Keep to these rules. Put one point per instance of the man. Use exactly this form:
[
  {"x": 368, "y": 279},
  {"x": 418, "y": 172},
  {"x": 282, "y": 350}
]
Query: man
====
→ Görev ayrıntıları
Yukarıdaki satırların tamamını hiçbir şeyi değiştirmeden olduğu gibi yeniden yazın.

→ Göreve yanıt
Keep to these rules. Put one point per instance of the man. Use exactly this form:
[
  {"x": 368, "y": 279},
  {"x": 418, "y": 172},
  {"x": 282, "y": 350}
]
Query: man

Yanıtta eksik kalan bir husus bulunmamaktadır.